**任务说明**.
在这篇算法题解中,读者可以根据什么来判断每道题的难易程度?

**来源**.
━━━
【CodeTop x LeetCode】Page 3 : 41-60面试高频算法题题解

2021-11-03T15:50:00
更多答案也可以关注我的GitHub算法仓库——Algorithm

(大家可以根据我每道题打的星来衡量这道题的难易,星越少越难)

[scode type="green"]所有代码都是在力扣上提交通过的,保证代码的正确无误[/scode]

基础数据结构:

class ListNode {
        int val;
        ListNode next;
        ListNode() {}
        ListNode(int val) { this.val = val; }
        ListNode(int val, ListNode next) { this.val = val; this.next = next; }
    }
class TreeNode {
       int val;
       TreeNode left;
       TreeNode right;
       TreeNode() {}
       TreeNode(int val) { this.val = val; }
       TreeNode(int val, TreeNode left, TreeNode right) {
           this.val = val;
           this.left = left;
           this.right = right;
       }
    }

8.字符串转换整数 (atoi)

自动机
我的代码就是根据题意一步一步判断的,所以非常臃肿,但是根据官方给的自动机解法暂时还没看懂

public int myAtoi(String s) {
    int j = 0;
    for (; j < s.length();) {
        if (s.charAt(j) == ' ') {
            j++;
        }else {
            break;
        }
    }
    s = s.substring(j);
    if (s.length() <= 0) {
        return 0;
    }
    boolean isNegative = false;
    int i = 0, res = 0;
    if (s.charAt(0) == '-' || s.charAt(0) == '+') {
        if (s.charAt(0) == '-') {
            isNegative = true;
        }
        i = 1;
    }
    for (; i < s.length();) {
        if (s.charAt(i) == '0') {
            i++;
        }else {
            break;
        }
    }
    StringBuilder sb = new StringBuilder("");
    for (; i < s.length(); i++) {
        if (s.charAt(i) >= '0' && s.charAt(i) <= '9') {
            sb.append(s.charAt(i));
        }else {
            break;
        }
    }
    String str = sb.toString();
    if (str.length() != 0) {
        if (str.length() > 10) {
            if (isNegative) {
                return Integer.MIN_VALUE;
            }
            return Integer.MAX_VALUE;
        }else {
            long l = Long.valueOf(str);
            if (l > Integer.MAX_VALUE) {
                if (isNegative) {
                    return Integer.MIN_VALUE;
                }
                return Integer.MAX_VALUE;
            }else {
                if (isNegative) {
                    return -1*Integer.valueOf(str);
                }
                return Integer.valueOf(str);
            }
        }
    }
    return res;
}

2.两数相加

话说真快被链表题搞懵了呀,这个我也是按照纯模拟加法的思路写的,先去判断哪个链表长,然后哦就把短的依次加到长的上面,还要注意进位问题。
━━━
**提供的数据**.
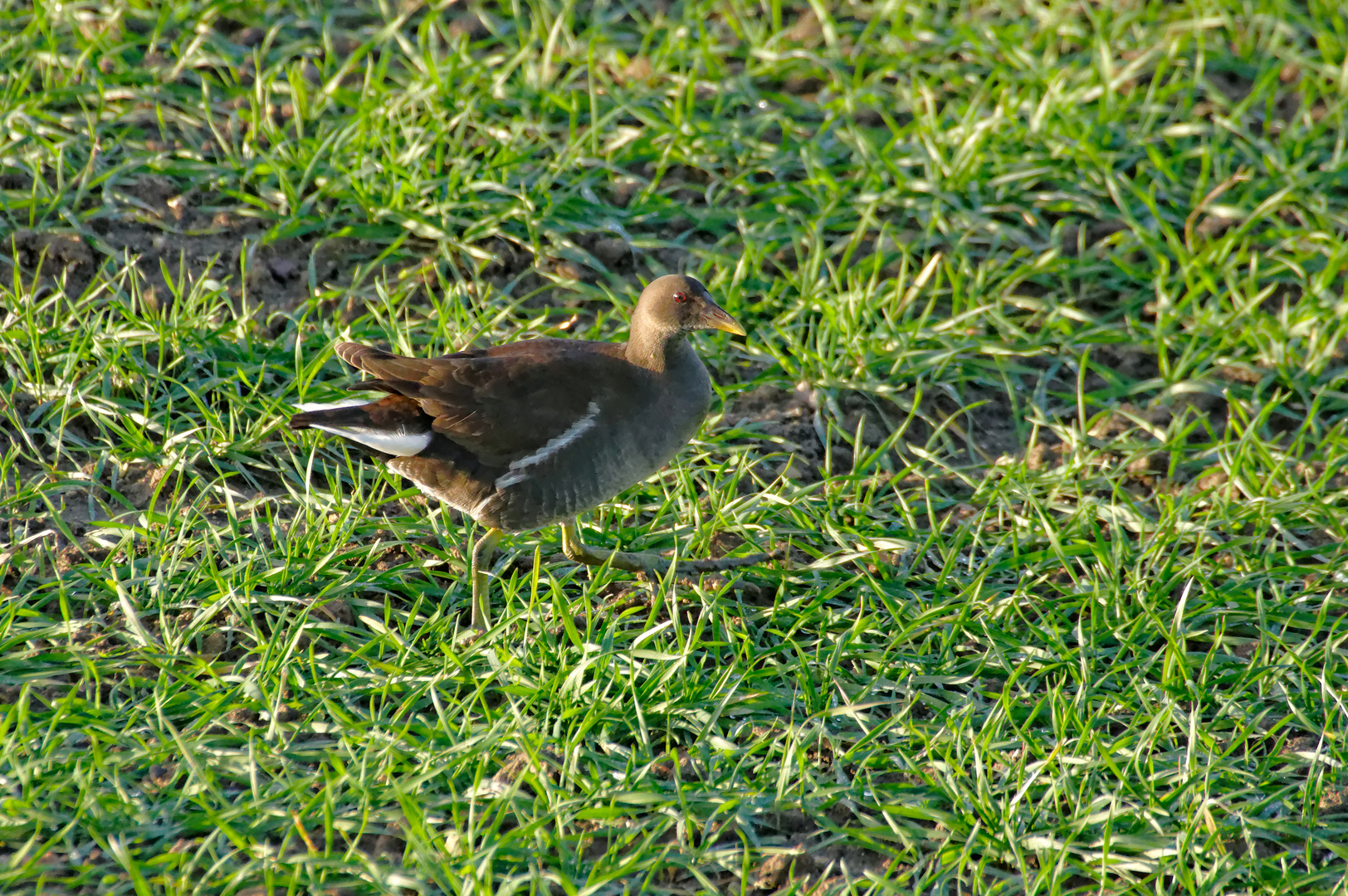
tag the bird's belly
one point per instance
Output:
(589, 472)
━━━
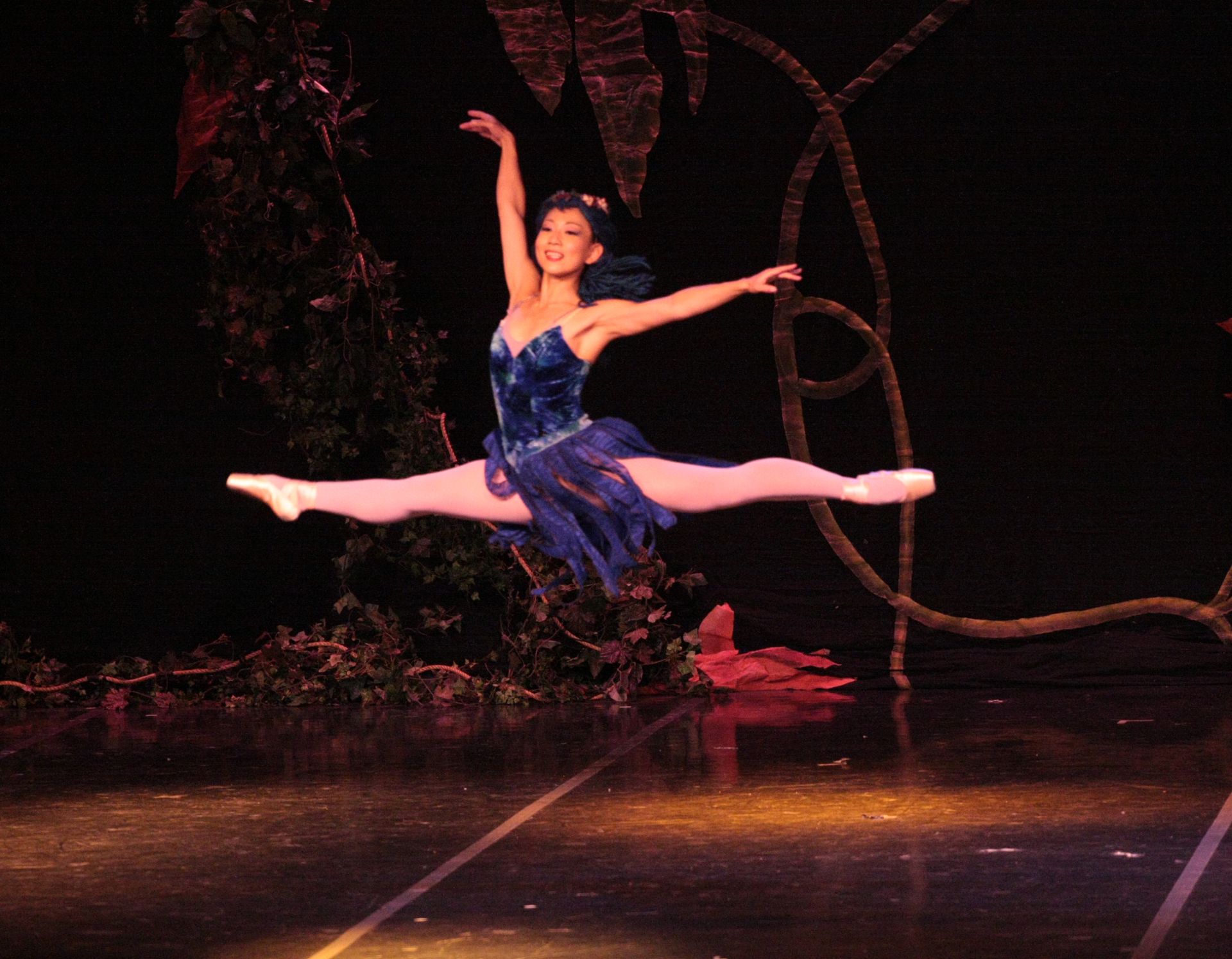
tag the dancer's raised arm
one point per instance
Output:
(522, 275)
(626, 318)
━━━
**完整输出**.
可以根据作者给每道题打的星来判断,星越少,题目越难。